*Task prompt*
Transcribe every line of the records verbatim.

※

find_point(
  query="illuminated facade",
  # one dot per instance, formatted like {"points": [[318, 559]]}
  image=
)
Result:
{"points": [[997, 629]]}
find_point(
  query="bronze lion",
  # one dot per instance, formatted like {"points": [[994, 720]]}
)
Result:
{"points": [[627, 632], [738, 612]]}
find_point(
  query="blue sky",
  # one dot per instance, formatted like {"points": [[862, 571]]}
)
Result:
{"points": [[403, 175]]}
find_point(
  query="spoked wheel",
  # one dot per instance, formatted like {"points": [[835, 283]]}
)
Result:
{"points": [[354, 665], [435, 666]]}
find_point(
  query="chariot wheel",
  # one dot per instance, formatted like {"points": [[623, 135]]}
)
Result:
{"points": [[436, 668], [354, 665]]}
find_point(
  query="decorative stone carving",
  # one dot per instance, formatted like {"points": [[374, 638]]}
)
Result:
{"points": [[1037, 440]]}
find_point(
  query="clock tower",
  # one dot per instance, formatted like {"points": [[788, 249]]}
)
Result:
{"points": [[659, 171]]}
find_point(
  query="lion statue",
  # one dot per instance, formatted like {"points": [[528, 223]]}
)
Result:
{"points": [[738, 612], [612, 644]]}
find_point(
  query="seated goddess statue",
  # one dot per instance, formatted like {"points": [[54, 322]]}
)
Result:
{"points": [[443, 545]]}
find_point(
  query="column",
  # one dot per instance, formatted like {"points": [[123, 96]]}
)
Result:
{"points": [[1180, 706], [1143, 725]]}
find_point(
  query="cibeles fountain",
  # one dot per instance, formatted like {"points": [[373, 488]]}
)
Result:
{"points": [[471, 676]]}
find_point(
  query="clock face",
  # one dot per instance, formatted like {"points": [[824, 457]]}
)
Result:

※

*Complete response*
find_point(
  query="illuminated facade",
  # one dot per instance, formatted like {"points": [[318, 559]]}
  image=
)
Result:
{"points": [[997, 629]]}
find_point(
  query="bronze lion",
  # one dot per instance, formatted like {"points": [[994, 720]]}
)
Result:
{"points": [[627, 632], [738, 612]]}
find_point(
  query="blue sky",
  # one dot per instance, formatted like {"points": [[862, 571]]}
)
Result:
{"points": [[403, 175]]}
find_point(
  query="spoked wheel",
  # one dot per instance, formatted like {"points": [[835, 283]]}
)
Result:
{"points": [[354, 665], [435, 666]]}
find_point(
  query="chariot wheel",
  # one dot per instance, formatted like {"points": [[623, 135]]}
)
Result:
{"points": [[436, 668], [354, 665]]}
find_point(
  query="decorative stone carving",
  # one dot per instance, formatted like {"points": [[374, 638]]}
)
Result:
{"points": [[1037, 440]]}
find_point(
  query="clock tower",
  # one dot per instance, formatted like {"points": [[788, 249]]}
)
Result:
{"points": [[659, 171]]}
find_point(
  query="lion statue",
  # one dot per instance, formatted like {"points": [[528, 223]]}
)
Result:
{"points": [[738, 612], [612, 644]]}
find_point(
  query="seated goddess statue",
  # one dot per instance, formatted like {"points": [[54, 322]]}
)
Result:
{"points": [[443, 545]]}
find_point(
  query="column",
  # one dot per instance, formatted like {"points": [[123, 96]]}
)
Result:
{"points": [[1180, 706], [1143, 725]]}
find_point(
  query="cibeles fountain",
  # one dot per instance, formatted like {"points": [[373, 488]]}
)
Result:
{"points": [[471, 676]]}
find_point(
  query="clock face",
  # one dot per instance, formatted like {"points": [[824, 457]]}
)
Result:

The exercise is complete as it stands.